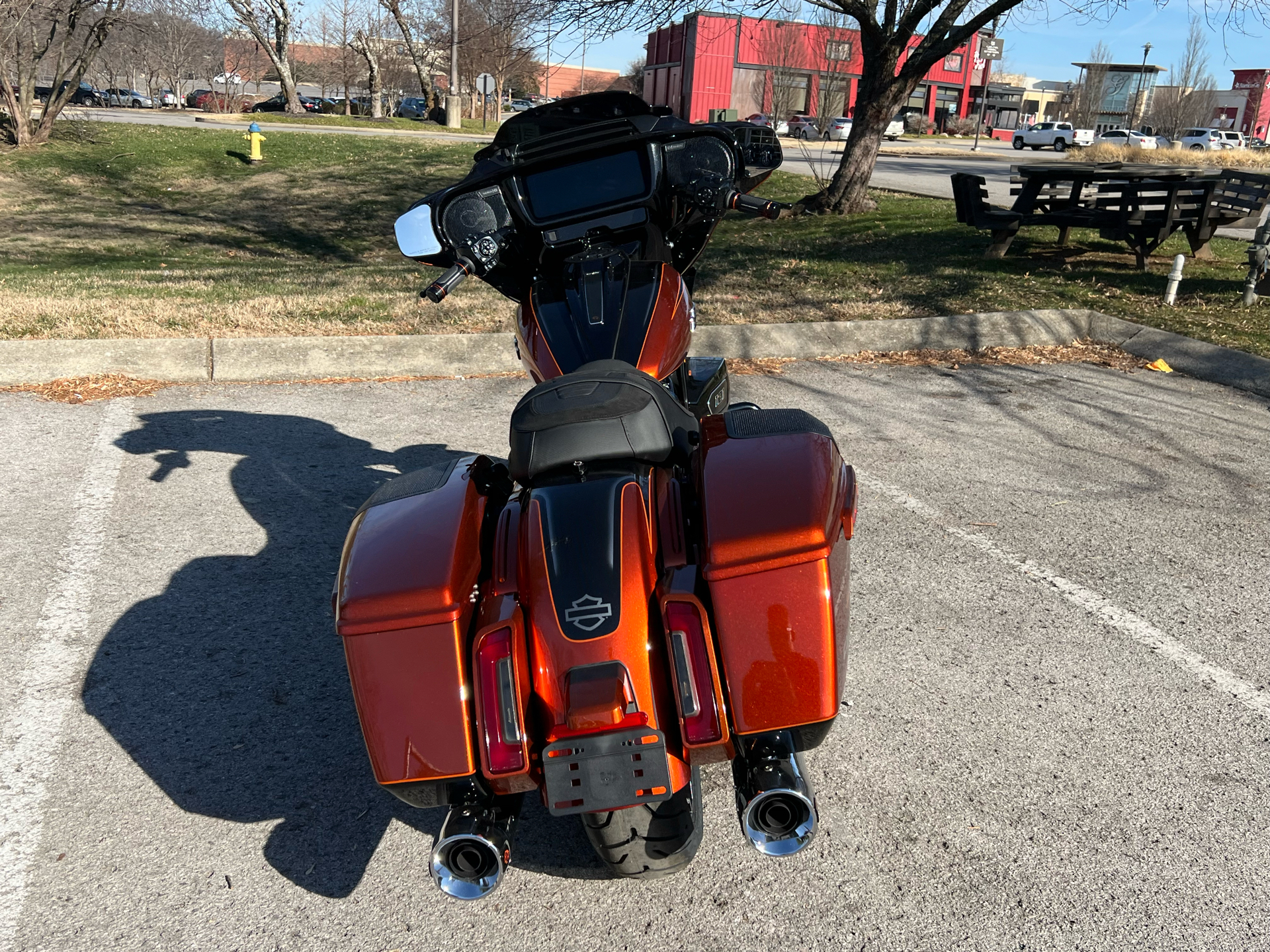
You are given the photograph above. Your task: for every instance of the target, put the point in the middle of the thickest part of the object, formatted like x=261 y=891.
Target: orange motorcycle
x=654 y=579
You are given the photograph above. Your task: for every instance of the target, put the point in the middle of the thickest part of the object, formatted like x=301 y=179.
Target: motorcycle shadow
x=230 y=688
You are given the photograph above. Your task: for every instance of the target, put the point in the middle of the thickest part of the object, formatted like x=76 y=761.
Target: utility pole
x=984 y=99
x=454 y=104
x=1146 y=50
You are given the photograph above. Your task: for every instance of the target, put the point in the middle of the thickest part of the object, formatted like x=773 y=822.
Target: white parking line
x=48 y=687
x=1109 y=614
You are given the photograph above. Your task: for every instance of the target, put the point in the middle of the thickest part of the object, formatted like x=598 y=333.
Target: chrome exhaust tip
x=775 y=801
x=474 y=850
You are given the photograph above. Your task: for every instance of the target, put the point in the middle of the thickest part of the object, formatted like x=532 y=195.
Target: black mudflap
x=606 y=771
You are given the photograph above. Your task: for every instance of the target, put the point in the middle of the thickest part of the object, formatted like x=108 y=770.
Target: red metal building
x=1256 y=113
x=716 y=61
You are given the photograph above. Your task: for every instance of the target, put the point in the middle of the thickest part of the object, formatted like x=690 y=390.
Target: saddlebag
x=779 y=508
x=403 y=608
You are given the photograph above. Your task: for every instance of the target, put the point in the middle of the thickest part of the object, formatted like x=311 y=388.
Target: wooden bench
x=1144 y=214
x=970 y=194
x=1238 y=202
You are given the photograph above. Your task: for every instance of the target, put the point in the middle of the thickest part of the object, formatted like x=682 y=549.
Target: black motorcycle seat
x=603 y=411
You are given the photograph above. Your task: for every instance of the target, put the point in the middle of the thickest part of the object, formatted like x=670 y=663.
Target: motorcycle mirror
x=415 y=235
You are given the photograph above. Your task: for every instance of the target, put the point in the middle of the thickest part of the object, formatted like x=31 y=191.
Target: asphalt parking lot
x=1058 y=727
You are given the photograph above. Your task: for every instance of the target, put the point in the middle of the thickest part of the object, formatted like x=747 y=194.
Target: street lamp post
x=1146 y=51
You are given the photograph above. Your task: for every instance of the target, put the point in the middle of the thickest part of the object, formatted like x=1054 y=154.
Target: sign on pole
x=484 y=85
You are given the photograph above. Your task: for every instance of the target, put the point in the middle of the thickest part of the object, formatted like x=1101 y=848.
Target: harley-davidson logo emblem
x=588 y=612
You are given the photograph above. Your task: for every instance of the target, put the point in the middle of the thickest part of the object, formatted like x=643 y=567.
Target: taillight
x=499 y=707
x=698 y=710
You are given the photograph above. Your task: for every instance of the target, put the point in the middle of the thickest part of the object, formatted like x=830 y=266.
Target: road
x=1057 y=736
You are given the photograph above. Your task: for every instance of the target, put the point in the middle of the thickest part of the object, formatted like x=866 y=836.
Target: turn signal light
x=499 y=709
x=698 y=713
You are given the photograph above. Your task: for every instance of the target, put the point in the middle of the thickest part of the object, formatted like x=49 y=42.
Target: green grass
x=469 y=126
x=118 y=230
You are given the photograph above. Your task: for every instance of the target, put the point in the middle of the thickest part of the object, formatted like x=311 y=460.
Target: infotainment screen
x=597 y=183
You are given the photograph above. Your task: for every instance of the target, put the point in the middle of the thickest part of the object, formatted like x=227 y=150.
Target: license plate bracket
x=596 y=772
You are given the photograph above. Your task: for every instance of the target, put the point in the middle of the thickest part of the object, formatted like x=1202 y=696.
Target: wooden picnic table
x=1138 y=204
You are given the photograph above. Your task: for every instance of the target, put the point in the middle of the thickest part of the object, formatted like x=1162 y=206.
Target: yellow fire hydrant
x=255 y=139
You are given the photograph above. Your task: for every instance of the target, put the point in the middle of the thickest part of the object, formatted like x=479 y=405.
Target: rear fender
x=587 y=576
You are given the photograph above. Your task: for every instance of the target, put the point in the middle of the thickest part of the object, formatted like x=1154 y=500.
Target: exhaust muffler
x=474 y=847
x=775 y=801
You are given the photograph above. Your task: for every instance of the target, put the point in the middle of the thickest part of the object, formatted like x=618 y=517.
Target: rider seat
x=605 y=411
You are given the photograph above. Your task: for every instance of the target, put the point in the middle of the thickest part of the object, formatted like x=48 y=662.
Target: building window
x=837 y=50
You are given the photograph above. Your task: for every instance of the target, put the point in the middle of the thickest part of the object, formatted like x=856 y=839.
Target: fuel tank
x=779 y=509
x=606 y=307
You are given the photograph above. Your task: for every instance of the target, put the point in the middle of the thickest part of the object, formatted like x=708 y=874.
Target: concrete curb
x=451 y=354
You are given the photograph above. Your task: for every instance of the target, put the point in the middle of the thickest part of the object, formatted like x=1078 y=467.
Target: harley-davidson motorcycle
x=654 y=579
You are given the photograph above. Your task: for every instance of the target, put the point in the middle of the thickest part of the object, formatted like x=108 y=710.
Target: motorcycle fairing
x=403 y=608
x=607 y=307
x=778 y=573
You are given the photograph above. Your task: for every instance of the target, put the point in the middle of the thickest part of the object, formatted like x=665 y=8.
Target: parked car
x=802 y=126
x=780 y=128
x=128 y=98
x=1203 y=140
x=84 y=95
x=1130 y=139
x=413 y=108
x=278 y=104
x=1058 y=136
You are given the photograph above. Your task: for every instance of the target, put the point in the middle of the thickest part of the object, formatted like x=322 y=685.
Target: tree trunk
x=394 y=8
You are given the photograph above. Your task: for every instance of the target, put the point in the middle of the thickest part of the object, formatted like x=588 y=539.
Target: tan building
x=559 y=80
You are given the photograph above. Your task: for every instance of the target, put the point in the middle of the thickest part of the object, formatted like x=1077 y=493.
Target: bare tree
x=1091 y=91
x=271 y=24
x=635 y=75
x=901 y=41
x=1188 y=99
x=835 y=80
x=56 y=38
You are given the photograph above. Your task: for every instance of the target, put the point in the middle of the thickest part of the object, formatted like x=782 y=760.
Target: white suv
x=1205 y=140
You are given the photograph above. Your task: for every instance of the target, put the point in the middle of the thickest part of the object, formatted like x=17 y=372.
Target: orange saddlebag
x=779 y=507
x=403 y=607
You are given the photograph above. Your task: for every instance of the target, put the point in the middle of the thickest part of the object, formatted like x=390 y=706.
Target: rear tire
x=650 y=841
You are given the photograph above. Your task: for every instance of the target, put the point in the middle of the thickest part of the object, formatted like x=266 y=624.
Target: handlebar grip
x=756 y=206
x=447 y=282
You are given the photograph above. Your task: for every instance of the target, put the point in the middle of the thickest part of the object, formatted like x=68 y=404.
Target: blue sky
x=1042 y=50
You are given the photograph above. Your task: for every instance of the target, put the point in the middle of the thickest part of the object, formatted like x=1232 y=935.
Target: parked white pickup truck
x=1060 y=135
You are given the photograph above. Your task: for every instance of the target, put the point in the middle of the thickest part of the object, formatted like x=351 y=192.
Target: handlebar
x=756 y=206
x=450 y=280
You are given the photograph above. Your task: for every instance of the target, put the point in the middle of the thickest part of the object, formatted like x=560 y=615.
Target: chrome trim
x=474 y=850
x=690 y=706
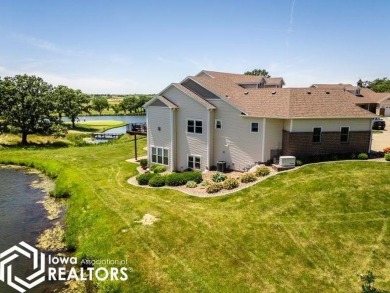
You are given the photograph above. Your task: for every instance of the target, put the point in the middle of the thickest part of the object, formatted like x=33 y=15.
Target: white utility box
x=287 y=161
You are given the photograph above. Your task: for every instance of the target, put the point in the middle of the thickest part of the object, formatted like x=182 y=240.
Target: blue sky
x=142 y=46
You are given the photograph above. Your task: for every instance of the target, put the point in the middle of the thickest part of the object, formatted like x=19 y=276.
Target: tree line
x=31 y=105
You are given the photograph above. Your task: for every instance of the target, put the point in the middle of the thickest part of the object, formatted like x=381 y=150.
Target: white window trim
x=190 y=119
x=320 y=127
x=258 y=127
x=200 y=161
x=216 y=122
x=162 y=148
x=349 y=130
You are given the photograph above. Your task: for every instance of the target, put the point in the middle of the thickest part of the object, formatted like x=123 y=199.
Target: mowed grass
x=97 y=125
x=310 y=230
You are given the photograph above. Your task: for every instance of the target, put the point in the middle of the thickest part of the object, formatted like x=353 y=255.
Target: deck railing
x=136 y=127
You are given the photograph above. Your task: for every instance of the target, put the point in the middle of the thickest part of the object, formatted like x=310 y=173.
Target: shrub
x=248 y=177
x=219 y=177
x=175 y=179
x=193 y=176
x=213 y=188
x=262 y=171
x=191 y=184
x=205 y=183
x=143 y=179
x=157 y=181
x=230 y=183
x=362 y=156
x=152 y=167
x=159 y=169
x=143 y=163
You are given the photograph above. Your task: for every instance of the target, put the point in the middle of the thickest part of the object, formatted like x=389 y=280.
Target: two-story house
x=245 y=120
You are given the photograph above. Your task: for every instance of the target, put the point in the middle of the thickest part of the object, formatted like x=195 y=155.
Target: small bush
x=362 y=156
x=213 y=188
x=157 y=181
x=175 y=179
x=152 y=167
x=248 y=177
x=143 y=179
x=262 y=171
x=205 y=183
x=143 y=163
x=193 y=176
x=219 y=177
x=191 y=184
x=159 y=169
x=230 y=183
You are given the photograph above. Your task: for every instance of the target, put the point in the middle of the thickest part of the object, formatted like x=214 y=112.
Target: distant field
x=310 y=230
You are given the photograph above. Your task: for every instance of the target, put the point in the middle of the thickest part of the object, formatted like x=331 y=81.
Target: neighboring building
x=377 y=103
x=245 y=120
++++++++++++++++++++
Description of the task: The lines above from the one containing "Target: deck railing" through the one containing "like x=310 y=173." are to be set down exactly, and no others.

Response for this exercise:
Target: deck railing
x=136 y=127
You are given the photograph above. Your task: for every instance of the target, put the point in the middle of the thickest part of the object, formatted like x=310 y=173.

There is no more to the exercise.